===== RECORDS SHOWN

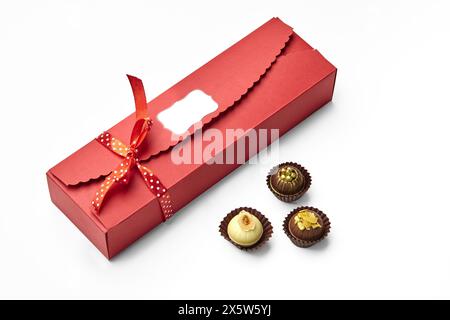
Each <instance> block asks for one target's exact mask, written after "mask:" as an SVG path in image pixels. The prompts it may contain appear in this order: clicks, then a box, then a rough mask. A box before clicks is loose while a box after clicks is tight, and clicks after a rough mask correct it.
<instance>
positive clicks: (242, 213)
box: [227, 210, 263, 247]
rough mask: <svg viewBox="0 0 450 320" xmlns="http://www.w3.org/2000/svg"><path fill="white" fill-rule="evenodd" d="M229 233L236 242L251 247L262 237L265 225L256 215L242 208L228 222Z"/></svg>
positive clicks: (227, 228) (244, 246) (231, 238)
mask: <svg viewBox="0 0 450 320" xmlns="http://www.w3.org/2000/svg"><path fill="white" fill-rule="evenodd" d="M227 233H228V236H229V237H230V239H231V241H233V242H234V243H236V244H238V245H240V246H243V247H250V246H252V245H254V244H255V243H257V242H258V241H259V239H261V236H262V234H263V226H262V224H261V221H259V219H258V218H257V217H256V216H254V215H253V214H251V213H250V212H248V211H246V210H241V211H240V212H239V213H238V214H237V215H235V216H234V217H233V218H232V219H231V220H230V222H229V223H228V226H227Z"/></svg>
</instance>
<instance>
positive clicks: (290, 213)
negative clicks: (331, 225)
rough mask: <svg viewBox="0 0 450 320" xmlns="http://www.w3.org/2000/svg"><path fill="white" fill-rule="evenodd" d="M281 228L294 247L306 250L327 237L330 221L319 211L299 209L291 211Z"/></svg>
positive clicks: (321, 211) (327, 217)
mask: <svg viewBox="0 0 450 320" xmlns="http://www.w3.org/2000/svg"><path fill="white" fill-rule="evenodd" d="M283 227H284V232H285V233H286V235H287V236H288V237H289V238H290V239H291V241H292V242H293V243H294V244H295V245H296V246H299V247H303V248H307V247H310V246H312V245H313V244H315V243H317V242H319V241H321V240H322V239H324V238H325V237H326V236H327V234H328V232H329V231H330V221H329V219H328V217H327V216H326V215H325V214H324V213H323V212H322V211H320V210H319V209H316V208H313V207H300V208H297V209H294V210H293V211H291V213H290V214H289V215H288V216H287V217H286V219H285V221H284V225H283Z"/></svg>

==========

| DIRECTIONS |
All lines that contain the word "rough" should be copied from the listing.

| REPLY |
Each <instance> block asks for one target's exact mask, written after "mask:" as an SVG path in image pixels. The prompts it may contain appear in this order: clicks, then a box, then a rough mask. A box before clicks is loose while a box after clicks is tight, and clicks after a rough mask correct it.
rough mask: <svg viewBox="0 0 450 320" xmlns="http://www.w3.org/2000/svg"><path fill="white" fill-rule="evenodd" d="M229 233L236 242L251 247L262 237L265 225L256 215L242 208L228 222Z"/></svg>
rough mask: <svg viewBox="0 0 450 320" xmlns="http://www.w3.org/2000/svg"><path fill="white" fill-rule="evenodd" d="M281 228L294 247L306 250L327 237L330 221L319 211L299 209L291 211Z"/></svg>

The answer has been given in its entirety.